Entries drawn from a dataset:
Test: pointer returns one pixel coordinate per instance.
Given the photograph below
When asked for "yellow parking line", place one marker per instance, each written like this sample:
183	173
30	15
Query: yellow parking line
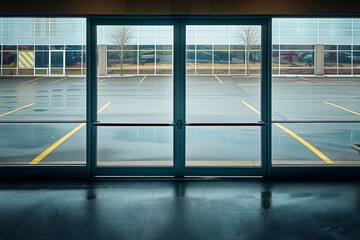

Problem requirements: Please reproduce the text of the items above word for word, leaving out the pictures.

Task result:
Test: pointer returns one pixel coordinate per instance.
Given the photograph below
When asked for "yellow parking line", place one marker per instance, each written like this sample:
183	173
30	15
Query: yellow parking line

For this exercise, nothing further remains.